[GIVEN DATA start]
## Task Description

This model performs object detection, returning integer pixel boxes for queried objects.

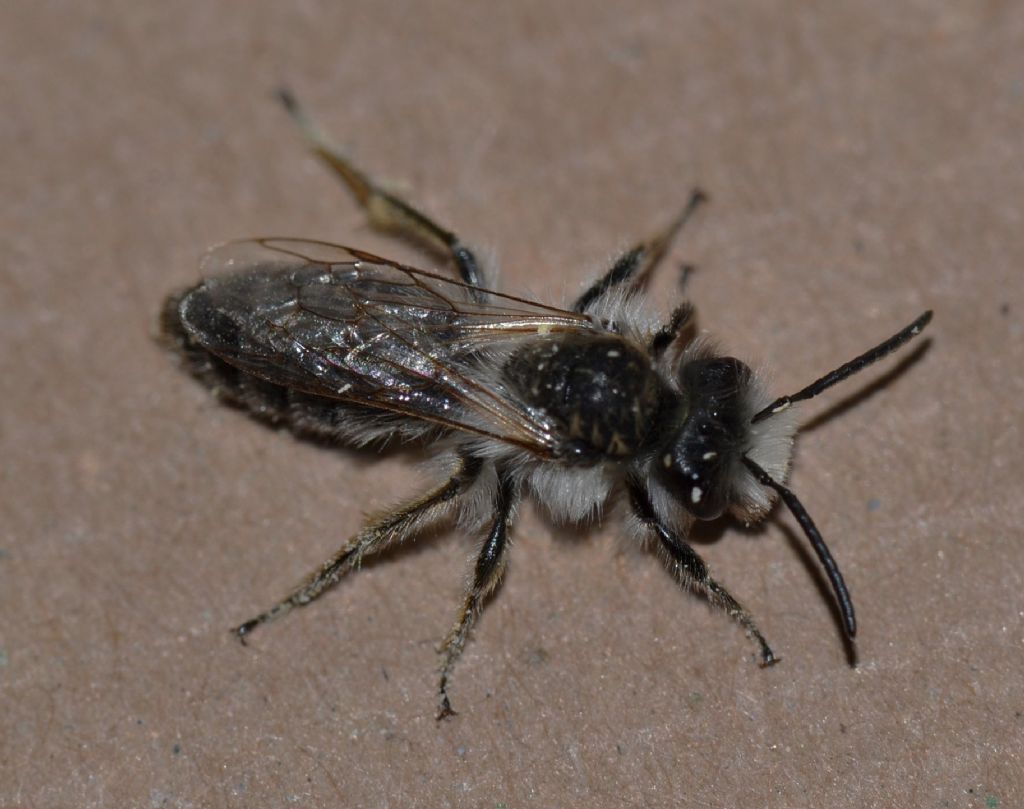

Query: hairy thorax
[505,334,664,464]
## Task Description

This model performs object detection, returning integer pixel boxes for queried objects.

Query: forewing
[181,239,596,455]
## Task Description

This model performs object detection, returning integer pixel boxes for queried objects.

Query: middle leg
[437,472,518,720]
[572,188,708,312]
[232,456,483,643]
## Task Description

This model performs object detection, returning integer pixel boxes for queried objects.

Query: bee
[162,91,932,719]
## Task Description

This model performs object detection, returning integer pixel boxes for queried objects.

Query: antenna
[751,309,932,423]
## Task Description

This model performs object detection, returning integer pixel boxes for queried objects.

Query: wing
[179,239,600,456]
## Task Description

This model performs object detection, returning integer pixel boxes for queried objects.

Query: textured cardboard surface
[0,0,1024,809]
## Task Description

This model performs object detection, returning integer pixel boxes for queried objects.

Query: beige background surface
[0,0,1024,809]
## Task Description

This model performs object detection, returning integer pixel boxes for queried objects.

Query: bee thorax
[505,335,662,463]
[GIVEN DATA end]
[GIVEN DATA start]
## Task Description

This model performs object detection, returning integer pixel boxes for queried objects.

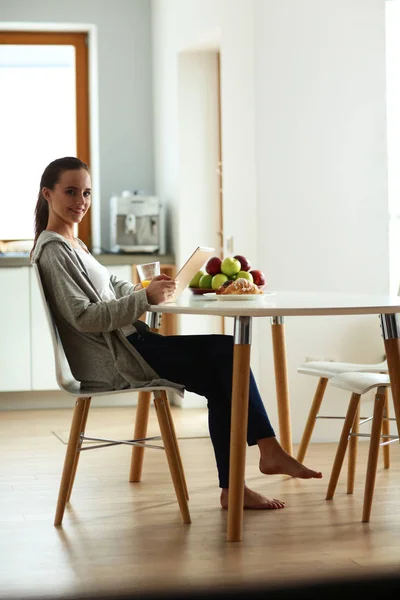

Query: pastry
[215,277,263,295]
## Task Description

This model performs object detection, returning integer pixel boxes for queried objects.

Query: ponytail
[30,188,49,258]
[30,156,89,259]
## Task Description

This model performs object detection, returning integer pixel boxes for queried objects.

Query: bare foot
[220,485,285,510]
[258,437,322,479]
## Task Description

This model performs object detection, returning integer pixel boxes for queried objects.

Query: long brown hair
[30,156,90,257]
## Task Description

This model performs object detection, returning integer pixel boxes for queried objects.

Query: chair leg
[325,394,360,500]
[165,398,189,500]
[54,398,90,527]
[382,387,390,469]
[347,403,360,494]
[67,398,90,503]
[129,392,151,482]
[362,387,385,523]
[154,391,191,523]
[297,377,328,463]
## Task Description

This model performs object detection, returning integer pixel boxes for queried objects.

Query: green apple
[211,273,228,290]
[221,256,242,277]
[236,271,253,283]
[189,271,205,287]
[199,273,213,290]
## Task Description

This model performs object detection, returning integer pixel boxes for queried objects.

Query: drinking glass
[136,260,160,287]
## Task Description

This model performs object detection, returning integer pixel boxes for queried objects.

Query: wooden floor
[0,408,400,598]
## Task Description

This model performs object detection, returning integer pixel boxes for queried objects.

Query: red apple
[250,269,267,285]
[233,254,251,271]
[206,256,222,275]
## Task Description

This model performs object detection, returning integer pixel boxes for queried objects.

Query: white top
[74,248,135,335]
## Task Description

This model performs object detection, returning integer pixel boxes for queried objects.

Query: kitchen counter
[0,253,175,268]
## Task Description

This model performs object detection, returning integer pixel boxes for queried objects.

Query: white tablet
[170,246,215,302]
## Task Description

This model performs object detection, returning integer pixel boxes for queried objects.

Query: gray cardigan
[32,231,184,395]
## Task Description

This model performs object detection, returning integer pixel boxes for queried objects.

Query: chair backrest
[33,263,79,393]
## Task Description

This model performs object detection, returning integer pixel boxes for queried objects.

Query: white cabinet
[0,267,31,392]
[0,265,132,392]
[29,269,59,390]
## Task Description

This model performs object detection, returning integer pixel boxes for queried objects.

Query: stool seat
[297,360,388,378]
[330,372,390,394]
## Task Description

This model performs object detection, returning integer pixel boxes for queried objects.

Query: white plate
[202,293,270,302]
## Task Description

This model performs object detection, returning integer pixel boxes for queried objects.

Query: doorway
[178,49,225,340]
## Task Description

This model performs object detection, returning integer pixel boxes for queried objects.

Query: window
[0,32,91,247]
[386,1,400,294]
[GIVEN DATA end]
[GIVEN DATA start]
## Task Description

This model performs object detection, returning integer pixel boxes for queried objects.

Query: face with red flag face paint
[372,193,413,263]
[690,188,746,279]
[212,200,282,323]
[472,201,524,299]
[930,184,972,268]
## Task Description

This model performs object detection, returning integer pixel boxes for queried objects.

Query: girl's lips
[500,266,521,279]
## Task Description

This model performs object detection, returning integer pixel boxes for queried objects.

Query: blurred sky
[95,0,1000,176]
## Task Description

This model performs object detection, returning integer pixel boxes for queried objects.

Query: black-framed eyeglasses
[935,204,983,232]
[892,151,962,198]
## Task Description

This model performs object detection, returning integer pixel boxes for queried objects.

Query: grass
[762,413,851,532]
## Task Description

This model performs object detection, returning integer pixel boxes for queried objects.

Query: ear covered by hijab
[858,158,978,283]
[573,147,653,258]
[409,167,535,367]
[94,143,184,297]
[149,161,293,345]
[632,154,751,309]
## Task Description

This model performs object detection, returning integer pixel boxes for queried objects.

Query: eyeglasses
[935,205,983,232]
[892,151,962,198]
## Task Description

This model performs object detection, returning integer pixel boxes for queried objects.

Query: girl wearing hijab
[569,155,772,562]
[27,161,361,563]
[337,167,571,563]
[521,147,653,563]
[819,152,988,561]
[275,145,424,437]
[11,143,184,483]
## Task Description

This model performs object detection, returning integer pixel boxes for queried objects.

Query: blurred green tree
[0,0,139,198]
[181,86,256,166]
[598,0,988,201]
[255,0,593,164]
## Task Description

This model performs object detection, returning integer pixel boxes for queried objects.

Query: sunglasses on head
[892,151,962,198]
[GIVEN DATA end]
> **TO DO**: Locate every line in the rows above that contains the string "surface", treating uppercase and lowercase as different, and copy each of those lines.

> **TASK SOLUTION**:
Query: textured cardboard surface
Query: beige background surface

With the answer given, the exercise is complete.